[Entries from an annotation dataset]
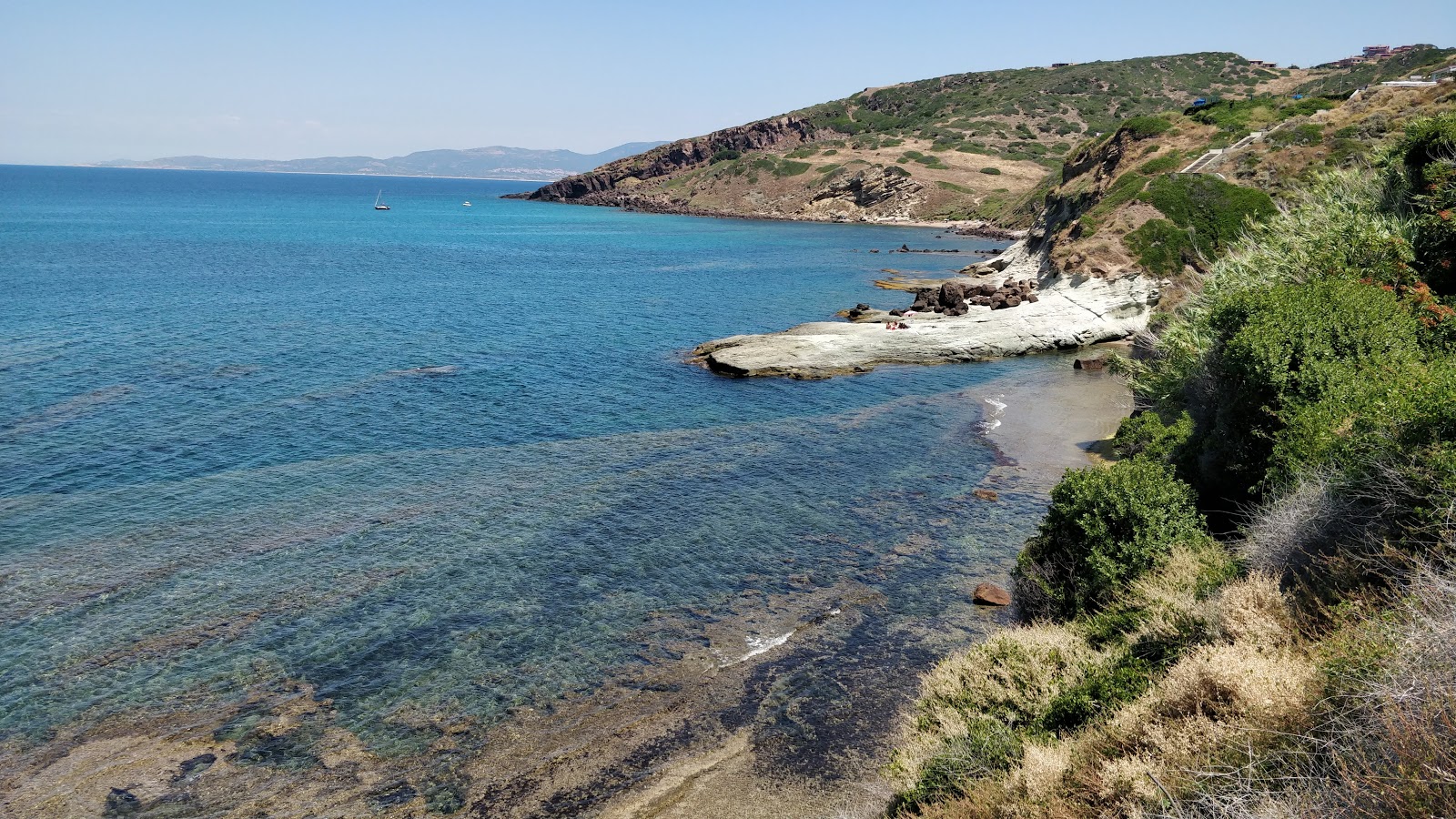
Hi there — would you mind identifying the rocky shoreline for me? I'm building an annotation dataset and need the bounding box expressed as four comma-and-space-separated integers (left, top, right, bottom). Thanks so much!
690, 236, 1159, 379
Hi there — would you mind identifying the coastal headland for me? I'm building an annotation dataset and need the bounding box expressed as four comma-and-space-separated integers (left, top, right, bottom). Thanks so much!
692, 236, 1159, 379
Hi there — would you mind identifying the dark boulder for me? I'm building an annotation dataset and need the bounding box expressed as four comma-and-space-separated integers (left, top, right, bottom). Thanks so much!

* * *

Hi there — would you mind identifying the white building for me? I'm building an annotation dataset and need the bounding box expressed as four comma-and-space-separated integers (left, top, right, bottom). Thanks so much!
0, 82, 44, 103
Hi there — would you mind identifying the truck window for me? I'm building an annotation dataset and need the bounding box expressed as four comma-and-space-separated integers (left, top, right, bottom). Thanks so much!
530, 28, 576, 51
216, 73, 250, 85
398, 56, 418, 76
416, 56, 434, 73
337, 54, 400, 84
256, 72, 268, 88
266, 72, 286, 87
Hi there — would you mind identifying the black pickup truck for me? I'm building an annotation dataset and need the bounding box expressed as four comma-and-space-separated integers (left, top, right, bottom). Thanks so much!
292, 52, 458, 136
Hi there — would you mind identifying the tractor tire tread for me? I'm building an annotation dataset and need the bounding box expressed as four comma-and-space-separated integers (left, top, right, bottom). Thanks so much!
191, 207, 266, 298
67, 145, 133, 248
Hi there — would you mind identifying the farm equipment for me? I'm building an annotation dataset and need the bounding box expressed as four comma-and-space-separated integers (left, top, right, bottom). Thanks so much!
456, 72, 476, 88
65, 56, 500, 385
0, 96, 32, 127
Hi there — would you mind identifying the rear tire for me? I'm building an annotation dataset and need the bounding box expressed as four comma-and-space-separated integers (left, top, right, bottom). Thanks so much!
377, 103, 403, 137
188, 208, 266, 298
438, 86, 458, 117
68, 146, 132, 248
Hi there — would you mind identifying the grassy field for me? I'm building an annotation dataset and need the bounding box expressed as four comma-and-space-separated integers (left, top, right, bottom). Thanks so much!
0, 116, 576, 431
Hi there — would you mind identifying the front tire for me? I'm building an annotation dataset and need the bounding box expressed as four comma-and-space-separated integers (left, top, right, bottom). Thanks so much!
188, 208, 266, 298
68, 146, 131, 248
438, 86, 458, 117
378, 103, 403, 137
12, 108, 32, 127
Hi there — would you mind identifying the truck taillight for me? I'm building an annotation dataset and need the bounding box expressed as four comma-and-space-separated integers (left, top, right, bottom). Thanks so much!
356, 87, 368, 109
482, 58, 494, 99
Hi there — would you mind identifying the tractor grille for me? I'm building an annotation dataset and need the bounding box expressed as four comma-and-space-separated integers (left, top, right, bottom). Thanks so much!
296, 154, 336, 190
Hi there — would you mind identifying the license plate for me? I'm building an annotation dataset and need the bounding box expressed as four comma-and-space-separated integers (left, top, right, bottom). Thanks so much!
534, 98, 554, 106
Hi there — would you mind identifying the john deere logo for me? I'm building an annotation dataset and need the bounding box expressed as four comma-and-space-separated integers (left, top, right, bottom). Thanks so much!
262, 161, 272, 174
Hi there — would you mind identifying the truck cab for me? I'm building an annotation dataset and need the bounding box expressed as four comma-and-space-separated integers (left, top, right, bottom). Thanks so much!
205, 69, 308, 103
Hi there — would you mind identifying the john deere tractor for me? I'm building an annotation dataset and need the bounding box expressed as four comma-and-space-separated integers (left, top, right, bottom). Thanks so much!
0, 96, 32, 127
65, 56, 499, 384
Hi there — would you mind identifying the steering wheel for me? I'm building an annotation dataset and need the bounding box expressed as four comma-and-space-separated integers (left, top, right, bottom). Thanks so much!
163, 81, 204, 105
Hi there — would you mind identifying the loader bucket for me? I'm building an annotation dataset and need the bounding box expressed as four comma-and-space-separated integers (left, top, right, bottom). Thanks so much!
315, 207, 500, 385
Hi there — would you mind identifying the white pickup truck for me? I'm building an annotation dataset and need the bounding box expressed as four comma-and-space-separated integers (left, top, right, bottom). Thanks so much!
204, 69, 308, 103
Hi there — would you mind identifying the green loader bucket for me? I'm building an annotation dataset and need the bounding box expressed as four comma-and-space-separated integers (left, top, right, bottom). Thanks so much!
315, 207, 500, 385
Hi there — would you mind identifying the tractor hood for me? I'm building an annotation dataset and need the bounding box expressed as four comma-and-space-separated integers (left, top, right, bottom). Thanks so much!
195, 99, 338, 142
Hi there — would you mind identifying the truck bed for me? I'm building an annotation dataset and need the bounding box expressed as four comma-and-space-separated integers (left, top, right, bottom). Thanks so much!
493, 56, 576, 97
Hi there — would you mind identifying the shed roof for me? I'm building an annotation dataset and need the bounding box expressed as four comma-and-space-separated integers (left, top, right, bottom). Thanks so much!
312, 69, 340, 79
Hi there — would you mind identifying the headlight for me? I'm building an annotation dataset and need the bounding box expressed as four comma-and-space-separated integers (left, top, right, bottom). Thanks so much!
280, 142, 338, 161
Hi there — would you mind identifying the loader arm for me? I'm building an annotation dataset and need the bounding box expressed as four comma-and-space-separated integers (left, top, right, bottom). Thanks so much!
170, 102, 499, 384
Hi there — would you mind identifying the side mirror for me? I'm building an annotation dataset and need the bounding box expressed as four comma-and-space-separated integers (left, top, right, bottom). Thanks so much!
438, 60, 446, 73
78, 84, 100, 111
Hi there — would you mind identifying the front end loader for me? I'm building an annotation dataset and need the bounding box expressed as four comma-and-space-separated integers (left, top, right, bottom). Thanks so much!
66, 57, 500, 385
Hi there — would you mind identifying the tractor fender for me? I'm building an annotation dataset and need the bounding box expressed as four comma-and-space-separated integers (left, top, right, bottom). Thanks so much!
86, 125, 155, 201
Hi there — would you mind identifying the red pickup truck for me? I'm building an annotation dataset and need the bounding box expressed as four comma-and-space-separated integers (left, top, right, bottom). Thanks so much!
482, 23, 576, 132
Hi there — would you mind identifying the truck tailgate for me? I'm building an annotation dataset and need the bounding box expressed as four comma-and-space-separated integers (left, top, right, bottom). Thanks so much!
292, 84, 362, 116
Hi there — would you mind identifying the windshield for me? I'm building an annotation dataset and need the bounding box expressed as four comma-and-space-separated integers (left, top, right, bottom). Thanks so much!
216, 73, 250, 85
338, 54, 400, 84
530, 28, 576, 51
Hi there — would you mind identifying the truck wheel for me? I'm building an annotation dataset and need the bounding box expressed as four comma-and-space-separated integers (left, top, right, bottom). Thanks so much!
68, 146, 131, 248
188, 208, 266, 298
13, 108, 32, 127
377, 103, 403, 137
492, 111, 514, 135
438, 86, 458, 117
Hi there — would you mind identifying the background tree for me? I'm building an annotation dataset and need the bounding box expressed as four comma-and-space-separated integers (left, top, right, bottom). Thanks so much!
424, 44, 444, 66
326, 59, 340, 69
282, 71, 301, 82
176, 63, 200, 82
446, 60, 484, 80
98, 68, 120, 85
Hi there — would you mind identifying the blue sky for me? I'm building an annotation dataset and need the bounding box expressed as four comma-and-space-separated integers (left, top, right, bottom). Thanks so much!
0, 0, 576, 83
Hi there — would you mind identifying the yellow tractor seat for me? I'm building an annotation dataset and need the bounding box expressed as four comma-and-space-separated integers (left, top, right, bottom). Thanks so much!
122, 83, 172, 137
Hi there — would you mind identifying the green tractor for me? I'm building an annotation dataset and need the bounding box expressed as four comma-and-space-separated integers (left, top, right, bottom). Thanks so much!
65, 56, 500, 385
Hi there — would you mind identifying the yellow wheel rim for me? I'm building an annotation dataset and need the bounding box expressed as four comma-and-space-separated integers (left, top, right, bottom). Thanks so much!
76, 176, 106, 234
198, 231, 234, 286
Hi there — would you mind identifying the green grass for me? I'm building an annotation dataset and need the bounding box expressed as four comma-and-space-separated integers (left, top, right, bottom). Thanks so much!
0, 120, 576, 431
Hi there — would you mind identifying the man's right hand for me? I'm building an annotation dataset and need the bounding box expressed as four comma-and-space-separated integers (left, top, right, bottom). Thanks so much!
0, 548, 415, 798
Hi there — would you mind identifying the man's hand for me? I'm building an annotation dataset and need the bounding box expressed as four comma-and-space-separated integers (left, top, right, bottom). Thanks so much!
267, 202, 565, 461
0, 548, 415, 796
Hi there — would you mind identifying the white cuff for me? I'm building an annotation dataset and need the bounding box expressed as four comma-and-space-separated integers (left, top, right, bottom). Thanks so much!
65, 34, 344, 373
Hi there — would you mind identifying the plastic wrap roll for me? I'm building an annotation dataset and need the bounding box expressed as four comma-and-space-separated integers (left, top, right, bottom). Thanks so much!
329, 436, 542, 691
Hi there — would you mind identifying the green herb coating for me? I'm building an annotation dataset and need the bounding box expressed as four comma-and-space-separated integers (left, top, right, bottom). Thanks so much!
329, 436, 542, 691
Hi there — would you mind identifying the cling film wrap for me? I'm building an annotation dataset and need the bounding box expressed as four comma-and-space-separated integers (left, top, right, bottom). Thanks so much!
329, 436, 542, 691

(DIRECTIONS FOR THIS TASK) Could you recast the records as a numbered list, starting at the line that contains "Hi there — would you mind identifying the rocky" and ending at the line that contains "Hi there — would you mind identifying the dark", with both of those lines included and any blank lines left out?

(THE REPLY)
1. Hi there — would you mind identifying the rocky shoreline for me? I'm building an annotation dataset and need the bounding box expressed as four comma-and-space-separated integers (left, top, right, bottom). Thanks so much!
2. 690, 236, 1159, 379
3. Hi there — would you mind identifying the coastal headland for me? I'm building an annotation dataset and need the bounding box expressed as four comma-and-space-separated integers (left, top, right, bottom). Thanks so much!
4. 692, 236, 1159, 379
5. Hi there — would you mind identifying the dark boulder for me? I'm building an annotation dataset and need the bounding box expressed as four comma-and-space-separated integers (left, top, right, bottom). Thanks so much!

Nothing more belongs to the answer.